Dataset extract:
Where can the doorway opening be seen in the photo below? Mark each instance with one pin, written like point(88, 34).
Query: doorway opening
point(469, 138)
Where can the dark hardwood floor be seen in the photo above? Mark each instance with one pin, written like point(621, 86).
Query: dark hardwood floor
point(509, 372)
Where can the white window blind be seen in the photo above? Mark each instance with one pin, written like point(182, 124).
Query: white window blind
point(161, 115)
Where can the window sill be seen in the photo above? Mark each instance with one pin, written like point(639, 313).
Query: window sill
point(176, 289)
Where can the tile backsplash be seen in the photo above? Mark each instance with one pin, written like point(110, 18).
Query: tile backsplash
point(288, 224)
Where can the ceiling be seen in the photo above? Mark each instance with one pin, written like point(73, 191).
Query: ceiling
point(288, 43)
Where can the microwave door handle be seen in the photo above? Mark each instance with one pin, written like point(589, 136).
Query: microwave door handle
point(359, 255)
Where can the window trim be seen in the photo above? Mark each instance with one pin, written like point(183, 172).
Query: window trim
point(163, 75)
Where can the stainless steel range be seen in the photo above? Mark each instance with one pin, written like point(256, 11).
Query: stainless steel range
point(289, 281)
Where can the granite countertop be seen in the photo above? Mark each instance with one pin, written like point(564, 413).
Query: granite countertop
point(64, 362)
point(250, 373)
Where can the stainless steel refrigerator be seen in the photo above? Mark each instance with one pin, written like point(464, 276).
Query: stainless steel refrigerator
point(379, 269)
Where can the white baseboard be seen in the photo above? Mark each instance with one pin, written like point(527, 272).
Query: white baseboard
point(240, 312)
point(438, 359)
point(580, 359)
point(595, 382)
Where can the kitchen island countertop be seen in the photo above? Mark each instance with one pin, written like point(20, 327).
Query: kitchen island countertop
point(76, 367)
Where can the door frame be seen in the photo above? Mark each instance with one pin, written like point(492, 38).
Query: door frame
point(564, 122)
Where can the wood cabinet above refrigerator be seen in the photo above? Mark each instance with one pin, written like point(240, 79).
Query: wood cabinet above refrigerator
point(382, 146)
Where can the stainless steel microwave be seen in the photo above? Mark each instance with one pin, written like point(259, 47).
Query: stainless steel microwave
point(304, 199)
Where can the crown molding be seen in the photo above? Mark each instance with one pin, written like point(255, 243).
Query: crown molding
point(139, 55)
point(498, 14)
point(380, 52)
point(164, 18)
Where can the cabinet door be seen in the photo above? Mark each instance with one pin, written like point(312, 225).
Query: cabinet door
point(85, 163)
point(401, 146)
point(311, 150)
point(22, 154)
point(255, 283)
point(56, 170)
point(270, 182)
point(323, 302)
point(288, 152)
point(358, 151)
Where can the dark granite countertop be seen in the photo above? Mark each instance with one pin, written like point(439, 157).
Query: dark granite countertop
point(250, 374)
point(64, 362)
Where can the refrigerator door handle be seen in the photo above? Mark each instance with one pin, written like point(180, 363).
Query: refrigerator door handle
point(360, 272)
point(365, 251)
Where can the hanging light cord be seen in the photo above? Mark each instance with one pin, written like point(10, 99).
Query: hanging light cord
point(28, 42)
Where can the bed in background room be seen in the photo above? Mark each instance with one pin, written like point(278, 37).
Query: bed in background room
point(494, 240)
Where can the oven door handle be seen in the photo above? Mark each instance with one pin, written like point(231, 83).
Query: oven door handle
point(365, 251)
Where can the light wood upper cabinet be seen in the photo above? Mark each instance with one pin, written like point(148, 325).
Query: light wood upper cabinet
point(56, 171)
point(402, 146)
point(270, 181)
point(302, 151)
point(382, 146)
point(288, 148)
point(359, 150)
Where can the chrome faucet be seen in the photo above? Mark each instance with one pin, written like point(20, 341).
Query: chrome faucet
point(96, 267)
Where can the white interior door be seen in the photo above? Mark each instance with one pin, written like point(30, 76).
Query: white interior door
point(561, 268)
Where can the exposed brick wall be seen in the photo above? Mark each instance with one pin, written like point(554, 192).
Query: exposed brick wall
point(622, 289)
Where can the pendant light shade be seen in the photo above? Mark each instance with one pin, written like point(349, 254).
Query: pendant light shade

Work required: Give an exact copy of all the material above.

Response to the exercise:
Where can the doorway opening be seen in the photo below? Mark each instance with one pin, written like point(88, 34).
Query: doorway opening
point(469, 138)
Where can the dark hardwood floor be seen in the photo above? Mark each instance with one pin, written like point(621, 86).
Query: dark hardwood floor
point(509, 372)
Where can the white window blind be seen in the photo above? Mark each instance with one pin, written like point(182, 124).
Query: white window blind
point(161, 115)
Where can the window sill be seen in the photo above? Mark each instance with one pin, written like point(639, 313).
Query: window sill
point(176, 289)
Where can the tile backsplash be seen in the photo above? Mark each instance with one pin, written like point(110, 18).
Query: tile backsplash
point(288, 224)
Where can the ceiling be seen in the photo above? Mark each instance with one pin, written like point(73, 191).
Query: ceiling
point(288, 43)
Where can the microwave door handle be seen in the photo above? Mark each instance with one pin, written like point(589, 136).
Query: microwave door handle
point(359, 255)
Where can the window trim be seen in the photo above? Mark each instance with one pin, written like point(183, 172).
Query: window trim
point(163, 75)
Where can the stainless steel range be seen in the photo above? Mark each instance with one pin, written like point(256, 11).
Query: stainless steel range
point(289, 281)
Where can the granite countertop be seen in the photo above? Mark each instance with one pin, written like point(564, 413).
Query: granite countertop
point(64, 362)
point(250, 373)
Where can the stainless steel refrigerator be seen in the photo above? Mark each instance with one pin, written like point(464, 276).
Query: stainless steel refrigerator
point(379, 269)
Where can the white baseboard be seen in the photo above? Mark each instance with one pin, written like point(527, 272).
Query: white baseboard
point(240, 312)
point(438, 359)
point(580, 359)
point(595, 382)
Where can the kitchen island countertop be seen in the photo above? Mark each instance with one pin, written like point(20, 327).
Query: kitchen island countertop
point(76, 367)
Where can the door frame be seen in the photo above? Mark each instance with one pin, written like point(492, 38).
Query: door frame
point(564, 122)
Where can the wood cabinet above refrigerator be seen in the photo above? Mark each instance with one pin, written like point(240, 79).
Query: wood cabinet above refrigerator
point(382, 146)
Where can the stainless steel microwave be seen in the photo above? Mark each instance with one pin, written like point(259, 47).
Query: stainless steel microwave
point(304, 199)
Where can the crown molding be seen in the photo above? Mark each instance with one pin, written like point(255, 243).
Query: crown molding
point(139, 55)
point(498, 14)
point(380, 52)
point(164, 18)
Where can the cabinet door be seen in the photo above? Mark each instance with one pin, written like point(312, 225).
Query: cabinet door
point(85, 163)
point(401, 146)
point(311, 150)
point(22, 154)
point(255, 283)
point(56, 170)
point(270, 182)
point(323, 302)
point(288, 152)
point(358, 151)
Where can the dark granite countertop be seen in the photo above? Mark each instance with one pin, written like point(439, 157).
Query: dark granite countertop
point(250, 374)
point(64, 362)
Where can the refrigerator door handle be seen in the photo above? Mark each instance with one pin, written like point(180, 363).
Query: refrigerator door handle
point(360, 272)
point(365, 251)
Where can the hanging light cord be seen in the photo above? Mark each instance with one pin, written like point(10, 99).
Query: hanging light cord
point(28, 42)
Where can the bed in background room be seen in the photo above? Mark each instance with one pin, written like point(278, 37).
Query: bed in background room
point(494, 240)
Where can the oven door handle be seen in the photo above? Mark each instance with one pin, written like point(231, 83).
Query: oven door handle
point(365, 251)
Where can the light wood upper cabinet be seen in the photo above? Mark each instance with one pin, written like point(148, 325).
Query: light wood upper cabinet
point(56, 171)
point(402, 146)
point(270, 181)
point(302, 151)
point(382, 146)
point(288, 148)
point(359, 150)
Where can the chrome faucet be seen in the photo above? Mark each instance with one pin, written like point(20, 341).
Query: chrome faucet
point(96, 267)
Where can the white interior door be seen in the photo above? Mark each instance with one pin, written like point(30, 76).
Query: white interior door
point(561, 268)
Where can the exposed brick wall be seen in the photo above? Mark each instance with one pin, written like point(554, 192).
Query: exposed brick wall
point(622, 289)
Where can the pendant light shade be seen in the photo above? Mark each instance with one pin, written like point(349, 254).
Query: pendant light shade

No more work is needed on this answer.